*PROBLEM REQUIREMENTS*: Count the lines of the records that contain the word "bucket", treating case as significant. Give only the number.

===== PROVIDED ENTRIES

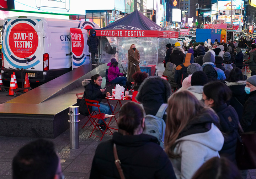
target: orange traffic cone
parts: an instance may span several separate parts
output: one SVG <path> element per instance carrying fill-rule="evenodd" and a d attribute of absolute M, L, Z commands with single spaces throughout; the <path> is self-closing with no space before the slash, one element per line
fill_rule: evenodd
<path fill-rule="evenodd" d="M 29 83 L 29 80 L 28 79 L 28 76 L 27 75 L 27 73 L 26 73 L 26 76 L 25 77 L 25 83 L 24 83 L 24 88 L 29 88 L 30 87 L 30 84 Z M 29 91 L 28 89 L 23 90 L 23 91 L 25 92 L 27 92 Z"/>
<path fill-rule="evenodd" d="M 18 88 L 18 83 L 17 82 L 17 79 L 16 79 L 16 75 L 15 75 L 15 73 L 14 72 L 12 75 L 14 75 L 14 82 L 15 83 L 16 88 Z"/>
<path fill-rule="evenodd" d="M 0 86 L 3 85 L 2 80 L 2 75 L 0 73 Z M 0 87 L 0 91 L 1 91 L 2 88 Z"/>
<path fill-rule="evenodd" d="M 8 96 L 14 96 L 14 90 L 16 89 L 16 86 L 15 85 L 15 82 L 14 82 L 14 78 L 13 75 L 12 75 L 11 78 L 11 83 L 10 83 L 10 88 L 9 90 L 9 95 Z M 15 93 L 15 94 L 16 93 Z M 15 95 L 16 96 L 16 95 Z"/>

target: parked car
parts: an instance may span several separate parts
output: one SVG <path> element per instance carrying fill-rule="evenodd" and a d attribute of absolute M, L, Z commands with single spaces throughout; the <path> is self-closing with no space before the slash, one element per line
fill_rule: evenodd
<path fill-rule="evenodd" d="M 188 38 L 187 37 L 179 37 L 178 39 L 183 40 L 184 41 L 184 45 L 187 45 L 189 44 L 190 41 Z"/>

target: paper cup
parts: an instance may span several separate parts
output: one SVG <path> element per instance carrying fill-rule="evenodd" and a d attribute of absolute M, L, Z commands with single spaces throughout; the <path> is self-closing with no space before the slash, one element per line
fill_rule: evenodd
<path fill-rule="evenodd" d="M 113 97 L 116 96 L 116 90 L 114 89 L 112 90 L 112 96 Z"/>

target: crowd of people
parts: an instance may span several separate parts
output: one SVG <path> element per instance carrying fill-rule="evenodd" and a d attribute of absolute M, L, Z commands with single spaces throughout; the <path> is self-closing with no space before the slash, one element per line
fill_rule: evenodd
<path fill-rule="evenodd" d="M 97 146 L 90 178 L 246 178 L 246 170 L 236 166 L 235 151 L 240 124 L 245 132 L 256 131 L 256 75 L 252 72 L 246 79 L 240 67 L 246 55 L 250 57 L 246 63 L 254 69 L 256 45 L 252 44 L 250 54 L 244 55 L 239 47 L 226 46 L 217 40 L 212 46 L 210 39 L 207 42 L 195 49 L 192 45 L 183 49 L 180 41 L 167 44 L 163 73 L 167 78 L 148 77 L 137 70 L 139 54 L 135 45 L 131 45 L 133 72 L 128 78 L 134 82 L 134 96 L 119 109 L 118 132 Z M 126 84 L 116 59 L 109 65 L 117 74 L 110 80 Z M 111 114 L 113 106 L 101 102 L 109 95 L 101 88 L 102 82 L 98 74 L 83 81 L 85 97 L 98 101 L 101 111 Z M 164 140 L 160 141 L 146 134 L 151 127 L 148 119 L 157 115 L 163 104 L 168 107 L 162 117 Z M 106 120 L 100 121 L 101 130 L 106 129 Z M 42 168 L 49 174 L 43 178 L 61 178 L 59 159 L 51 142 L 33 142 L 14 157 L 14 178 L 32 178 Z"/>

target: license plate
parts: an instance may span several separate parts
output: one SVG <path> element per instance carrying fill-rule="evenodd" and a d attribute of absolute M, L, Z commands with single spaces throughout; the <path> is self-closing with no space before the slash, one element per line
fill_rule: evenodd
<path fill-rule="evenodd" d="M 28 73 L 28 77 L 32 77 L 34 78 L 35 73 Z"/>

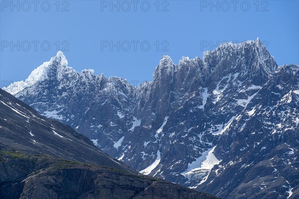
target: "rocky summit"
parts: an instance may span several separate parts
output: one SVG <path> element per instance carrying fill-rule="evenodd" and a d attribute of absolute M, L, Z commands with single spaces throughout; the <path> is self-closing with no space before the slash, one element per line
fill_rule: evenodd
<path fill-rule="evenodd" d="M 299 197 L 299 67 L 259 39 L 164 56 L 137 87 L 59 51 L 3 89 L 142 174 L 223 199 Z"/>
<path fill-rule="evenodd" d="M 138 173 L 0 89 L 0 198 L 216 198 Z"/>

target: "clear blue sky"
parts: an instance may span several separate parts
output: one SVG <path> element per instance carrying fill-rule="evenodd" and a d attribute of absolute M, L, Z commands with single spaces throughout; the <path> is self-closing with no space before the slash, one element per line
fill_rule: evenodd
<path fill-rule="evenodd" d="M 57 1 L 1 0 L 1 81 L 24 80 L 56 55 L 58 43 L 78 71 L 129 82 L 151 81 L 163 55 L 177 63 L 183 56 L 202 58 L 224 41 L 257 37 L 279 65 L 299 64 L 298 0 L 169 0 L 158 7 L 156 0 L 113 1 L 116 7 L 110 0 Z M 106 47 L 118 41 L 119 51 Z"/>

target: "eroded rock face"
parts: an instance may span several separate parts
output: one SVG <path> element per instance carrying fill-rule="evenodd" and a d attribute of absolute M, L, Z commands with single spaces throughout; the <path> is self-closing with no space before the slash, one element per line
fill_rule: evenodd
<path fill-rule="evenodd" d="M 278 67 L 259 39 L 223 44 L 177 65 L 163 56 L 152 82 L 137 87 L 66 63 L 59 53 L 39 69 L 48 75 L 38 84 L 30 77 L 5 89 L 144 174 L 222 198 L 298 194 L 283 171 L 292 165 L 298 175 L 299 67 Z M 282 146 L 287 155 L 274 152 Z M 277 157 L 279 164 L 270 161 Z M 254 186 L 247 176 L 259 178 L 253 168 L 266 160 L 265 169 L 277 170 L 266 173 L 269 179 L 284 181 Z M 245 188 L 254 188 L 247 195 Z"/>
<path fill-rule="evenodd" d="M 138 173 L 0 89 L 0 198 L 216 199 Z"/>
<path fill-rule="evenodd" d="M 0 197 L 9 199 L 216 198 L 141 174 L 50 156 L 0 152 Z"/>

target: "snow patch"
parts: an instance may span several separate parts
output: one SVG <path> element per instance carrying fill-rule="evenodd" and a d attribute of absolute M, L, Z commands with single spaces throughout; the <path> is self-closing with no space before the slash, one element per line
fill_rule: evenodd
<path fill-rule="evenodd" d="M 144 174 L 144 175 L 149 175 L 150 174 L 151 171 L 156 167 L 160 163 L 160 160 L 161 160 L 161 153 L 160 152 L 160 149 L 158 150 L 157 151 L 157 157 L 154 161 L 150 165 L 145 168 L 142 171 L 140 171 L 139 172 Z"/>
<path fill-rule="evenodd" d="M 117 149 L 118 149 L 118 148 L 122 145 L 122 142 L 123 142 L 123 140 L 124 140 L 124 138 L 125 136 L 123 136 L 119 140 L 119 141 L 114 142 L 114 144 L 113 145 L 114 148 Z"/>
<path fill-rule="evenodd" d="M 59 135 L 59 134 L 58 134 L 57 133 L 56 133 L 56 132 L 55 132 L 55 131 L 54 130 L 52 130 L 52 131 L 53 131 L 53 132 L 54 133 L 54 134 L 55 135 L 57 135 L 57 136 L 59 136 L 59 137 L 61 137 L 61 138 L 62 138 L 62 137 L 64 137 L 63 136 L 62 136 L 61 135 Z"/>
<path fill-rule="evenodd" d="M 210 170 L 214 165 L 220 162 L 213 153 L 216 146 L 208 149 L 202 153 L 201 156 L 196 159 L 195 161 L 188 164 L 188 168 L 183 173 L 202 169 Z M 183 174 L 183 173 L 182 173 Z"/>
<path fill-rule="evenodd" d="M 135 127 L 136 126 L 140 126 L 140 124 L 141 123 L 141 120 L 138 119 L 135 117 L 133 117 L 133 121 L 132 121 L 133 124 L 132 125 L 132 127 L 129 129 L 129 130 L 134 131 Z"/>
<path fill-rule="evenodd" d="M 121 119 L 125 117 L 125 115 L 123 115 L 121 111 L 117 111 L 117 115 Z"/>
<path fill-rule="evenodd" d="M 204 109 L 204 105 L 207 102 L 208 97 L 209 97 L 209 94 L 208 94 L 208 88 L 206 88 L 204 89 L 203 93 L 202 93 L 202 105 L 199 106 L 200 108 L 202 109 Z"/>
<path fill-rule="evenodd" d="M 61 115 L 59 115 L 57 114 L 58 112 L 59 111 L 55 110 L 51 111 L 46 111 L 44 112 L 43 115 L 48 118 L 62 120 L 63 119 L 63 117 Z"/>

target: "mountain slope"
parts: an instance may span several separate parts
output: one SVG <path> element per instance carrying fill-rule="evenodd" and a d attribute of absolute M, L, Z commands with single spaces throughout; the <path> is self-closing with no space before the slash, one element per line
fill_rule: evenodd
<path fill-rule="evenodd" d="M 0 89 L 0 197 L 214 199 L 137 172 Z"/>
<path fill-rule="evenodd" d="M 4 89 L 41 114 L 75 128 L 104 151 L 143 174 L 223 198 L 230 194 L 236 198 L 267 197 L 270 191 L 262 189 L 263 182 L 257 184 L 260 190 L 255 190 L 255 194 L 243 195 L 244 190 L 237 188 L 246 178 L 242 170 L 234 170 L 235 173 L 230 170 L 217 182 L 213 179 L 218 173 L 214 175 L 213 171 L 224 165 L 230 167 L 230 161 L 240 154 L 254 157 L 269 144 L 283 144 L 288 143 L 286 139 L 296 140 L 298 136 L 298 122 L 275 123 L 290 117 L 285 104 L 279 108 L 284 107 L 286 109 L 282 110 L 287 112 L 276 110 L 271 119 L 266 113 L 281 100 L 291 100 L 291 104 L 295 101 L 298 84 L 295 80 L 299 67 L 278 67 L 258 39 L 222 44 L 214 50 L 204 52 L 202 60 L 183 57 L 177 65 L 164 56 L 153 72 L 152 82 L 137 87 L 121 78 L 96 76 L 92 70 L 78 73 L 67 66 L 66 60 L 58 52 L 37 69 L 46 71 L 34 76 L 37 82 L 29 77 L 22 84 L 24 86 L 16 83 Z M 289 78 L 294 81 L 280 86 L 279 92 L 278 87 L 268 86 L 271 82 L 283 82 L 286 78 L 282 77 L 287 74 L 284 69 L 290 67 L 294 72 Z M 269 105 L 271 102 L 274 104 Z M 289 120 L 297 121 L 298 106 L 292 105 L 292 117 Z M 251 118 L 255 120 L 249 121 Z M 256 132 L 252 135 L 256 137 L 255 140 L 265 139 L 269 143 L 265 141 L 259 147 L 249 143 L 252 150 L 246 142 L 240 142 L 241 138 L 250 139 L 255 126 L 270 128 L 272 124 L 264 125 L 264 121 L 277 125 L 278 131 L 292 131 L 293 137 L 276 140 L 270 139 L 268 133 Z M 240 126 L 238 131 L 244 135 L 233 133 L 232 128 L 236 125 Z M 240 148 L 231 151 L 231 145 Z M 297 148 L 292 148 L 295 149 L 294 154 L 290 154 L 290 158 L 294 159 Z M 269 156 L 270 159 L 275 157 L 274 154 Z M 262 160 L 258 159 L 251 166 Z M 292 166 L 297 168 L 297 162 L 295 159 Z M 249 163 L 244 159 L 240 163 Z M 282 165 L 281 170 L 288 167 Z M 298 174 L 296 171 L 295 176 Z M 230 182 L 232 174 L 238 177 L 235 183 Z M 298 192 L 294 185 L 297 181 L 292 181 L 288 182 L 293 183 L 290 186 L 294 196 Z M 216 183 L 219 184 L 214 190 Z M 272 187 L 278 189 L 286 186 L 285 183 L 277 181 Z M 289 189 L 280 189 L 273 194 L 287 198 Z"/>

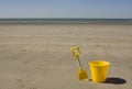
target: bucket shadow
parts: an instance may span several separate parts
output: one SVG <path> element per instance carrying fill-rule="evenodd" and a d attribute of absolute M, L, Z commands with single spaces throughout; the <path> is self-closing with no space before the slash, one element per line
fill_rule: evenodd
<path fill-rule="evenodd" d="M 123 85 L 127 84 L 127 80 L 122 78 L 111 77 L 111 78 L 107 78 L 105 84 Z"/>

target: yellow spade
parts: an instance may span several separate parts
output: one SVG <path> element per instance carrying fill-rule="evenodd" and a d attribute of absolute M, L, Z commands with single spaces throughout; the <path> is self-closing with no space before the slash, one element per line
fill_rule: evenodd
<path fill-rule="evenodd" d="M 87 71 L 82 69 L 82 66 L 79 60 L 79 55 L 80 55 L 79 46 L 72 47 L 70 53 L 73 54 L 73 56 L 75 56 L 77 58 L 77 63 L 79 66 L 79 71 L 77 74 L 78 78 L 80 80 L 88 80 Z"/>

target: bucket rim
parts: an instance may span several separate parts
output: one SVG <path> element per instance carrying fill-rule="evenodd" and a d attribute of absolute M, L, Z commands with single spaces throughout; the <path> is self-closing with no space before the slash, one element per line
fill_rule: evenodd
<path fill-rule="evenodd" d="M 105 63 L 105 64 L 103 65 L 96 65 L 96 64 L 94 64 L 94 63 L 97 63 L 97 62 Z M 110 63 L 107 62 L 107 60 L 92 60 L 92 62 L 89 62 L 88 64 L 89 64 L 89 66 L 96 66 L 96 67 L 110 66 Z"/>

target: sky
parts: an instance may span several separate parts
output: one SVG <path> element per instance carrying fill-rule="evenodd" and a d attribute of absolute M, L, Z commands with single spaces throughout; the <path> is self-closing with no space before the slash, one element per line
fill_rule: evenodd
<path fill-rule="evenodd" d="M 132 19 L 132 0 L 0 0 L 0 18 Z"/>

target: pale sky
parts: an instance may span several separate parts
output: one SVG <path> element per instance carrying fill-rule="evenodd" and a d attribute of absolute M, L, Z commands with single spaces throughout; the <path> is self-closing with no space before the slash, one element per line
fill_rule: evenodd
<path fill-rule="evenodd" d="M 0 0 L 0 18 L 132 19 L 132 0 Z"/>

==========

*THE ANSWER*: 2